What this task involves. Starting at the top of the items and stopping after the line that contains "283L176 215L203 242L311", can you format them as a two-column CSV with the headers input and output, one row per item, holding its text under input and its answer under output, each in a single quoted field with line breaks replaced by spaces?

Entries provided.
# # # #
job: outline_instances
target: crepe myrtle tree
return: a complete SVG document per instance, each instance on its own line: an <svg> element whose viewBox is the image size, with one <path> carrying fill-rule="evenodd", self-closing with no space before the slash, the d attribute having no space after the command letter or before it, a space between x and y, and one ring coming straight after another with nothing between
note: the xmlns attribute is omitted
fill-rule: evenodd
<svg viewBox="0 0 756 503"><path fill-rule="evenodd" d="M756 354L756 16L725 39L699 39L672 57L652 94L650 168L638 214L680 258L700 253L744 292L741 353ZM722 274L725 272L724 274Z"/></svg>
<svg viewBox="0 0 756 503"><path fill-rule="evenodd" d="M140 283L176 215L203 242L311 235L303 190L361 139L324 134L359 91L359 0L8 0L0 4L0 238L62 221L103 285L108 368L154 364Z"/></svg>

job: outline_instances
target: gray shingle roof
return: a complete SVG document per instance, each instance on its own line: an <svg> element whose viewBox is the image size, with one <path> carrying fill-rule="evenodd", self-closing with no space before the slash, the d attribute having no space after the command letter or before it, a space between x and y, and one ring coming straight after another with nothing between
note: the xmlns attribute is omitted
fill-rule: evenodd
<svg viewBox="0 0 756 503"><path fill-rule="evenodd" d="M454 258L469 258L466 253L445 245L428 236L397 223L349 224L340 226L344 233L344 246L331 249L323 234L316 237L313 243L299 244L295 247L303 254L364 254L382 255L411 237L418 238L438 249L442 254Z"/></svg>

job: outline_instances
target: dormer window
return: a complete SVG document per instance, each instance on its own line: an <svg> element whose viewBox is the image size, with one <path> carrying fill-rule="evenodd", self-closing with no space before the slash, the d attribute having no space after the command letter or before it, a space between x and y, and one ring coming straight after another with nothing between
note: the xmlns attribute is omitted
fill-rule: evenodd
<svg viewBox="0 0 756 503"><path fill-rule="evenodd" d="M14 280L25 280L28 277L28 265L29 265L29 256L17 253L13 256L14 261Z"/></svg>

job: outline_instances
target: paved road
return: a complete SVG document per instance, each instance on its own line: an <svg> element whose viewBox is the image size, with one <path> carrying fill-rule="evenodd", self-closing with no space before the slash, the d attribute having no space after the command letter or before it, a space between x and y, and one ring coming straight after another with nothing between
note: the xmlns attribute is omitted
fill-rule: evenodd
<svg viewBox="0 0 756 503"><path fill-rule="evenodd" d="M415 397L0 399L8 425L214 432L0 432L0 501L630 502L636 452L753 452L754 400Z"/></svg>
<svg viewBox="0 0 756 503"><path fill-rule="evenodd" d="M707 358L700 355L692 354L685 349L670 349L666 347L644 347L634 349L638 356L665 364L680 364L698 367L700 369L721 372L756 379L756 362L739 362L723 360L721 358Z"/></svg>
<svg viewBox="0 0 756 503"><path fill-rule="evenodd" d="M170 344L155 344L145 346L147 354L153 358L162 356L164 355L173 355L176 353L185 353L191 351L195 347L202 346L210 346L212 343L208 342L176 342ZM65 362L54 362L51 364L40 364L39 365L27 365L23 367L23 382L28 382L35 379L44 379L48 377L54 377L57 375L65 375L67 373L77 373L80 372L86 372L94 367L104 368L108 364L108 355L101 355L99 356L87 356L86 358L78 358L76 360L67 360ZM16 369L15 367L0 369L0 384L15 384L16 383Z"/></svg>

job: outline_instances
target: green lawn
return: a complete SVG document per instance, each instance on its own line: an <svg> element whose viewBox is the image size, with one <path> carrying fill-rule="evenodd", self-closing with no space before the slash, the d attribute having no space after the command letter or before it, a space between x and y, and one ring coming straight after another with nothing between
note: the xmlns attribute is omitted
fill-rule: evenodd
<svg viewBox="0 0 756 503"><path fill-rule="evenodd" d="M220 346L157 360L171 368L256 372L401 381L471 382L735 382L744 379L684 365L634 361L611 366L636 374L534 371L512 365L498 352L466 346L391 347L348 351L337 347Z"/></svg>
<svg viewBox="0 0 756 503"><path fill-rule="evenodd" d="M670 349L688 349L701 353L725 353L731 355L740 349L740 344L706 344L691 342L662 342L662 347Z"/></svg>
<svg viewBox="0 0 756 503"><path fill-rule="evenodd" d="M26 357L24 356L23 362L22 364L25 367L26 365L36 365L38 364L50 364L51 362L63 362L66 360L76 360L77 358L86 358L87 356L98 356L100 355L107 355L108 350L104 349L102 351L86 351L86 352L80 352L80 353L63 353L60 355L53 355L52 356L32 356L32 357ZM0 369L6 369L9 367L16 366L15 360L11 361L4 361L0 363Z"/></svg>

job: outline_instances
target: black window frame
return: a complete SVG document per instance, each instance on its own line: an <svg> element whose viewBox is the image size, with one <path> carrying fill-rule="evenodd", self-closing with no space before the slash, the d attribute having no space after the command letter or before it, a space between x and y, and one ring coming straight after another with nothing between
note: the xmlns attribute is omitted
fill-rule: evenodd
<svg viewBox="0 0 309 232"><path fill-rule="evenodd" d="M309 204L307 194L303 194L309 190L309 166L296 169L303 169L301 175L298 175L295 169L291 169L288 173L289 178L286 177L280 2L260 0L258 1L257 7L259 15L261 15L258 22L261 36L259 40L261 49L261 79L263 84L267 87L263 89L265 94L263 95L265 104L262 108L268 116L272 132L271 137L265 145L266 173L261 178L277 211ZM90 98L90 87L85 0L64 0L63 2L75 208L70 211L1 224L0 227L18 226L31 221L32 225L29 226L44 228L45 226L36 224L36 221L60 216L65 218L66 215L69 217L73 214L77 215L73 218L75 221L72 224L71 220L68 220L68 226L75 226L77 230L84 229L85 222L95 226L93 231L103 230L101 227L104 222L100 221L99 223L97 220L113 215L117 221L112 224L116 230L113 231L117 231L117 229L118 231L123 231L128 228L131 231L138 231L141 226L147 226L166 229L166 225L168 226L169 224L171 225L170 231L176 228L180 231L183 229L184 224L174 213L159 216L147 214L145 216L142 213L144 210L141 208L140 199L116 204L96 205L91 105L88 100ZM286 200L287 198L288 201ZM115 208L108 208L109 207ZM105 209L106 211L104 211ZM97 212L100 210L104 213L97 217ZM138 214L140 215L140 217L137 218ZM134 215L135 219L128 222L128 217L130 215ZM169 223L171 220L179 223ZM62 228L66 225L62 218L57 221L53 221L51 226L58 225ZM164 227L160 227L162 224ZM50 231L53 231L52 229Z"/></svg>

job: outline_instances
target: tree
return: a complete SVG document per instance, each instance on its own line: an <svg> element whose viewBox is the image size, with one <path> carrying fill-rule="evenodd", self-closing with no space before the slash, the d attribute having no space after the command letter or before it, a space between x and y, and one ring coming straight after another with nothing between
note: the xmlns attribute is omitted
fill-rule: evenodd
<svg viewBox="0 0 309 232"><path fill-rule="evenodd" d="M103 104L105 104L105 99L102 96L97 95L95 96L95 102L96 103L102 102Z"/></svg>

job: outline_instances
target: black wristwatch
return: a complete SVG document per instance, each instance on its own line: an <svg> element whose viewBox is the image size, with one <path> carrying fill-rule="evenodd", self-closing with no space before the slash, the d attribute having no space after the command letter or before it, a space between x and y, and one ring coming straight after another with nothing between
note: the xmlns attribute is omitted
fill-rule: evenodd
# # # #
The response.
input,output
"job: outline_instances target: crepe myrtle tree return: a complete SVG document per instance, each instance on its own line: an <svg> element whose viewBox is the image size, with one <path> carrying fill-rule=""evenodd"", self-closing with no space before the slash, the d attribute having no space after the command letter or before it, a space between x and y, and one ring coming straight after another with nothing between note: the xmlns attribute is omitted fill-rule: evenodd","<svg viewBox=""0 0 756 503""><path fill-rule=""evenodd"" d=""M756 354L756 16L725 39L699 39L672 57L652 94L650 168L638 214L680 258L700 253L744 292L741 353ZM722 274L725 272L724 274Z""/></svg> <svg viewBox=""0 0 756 503""><path fill-rule=""evenodd"" d=""M140 283L176 215L203 242L311 235L303 190L361 139L324 134L359 91L359 0L8 0L0 4L0 238L62 221L103 285L108 368L154 364Z""/></svg>"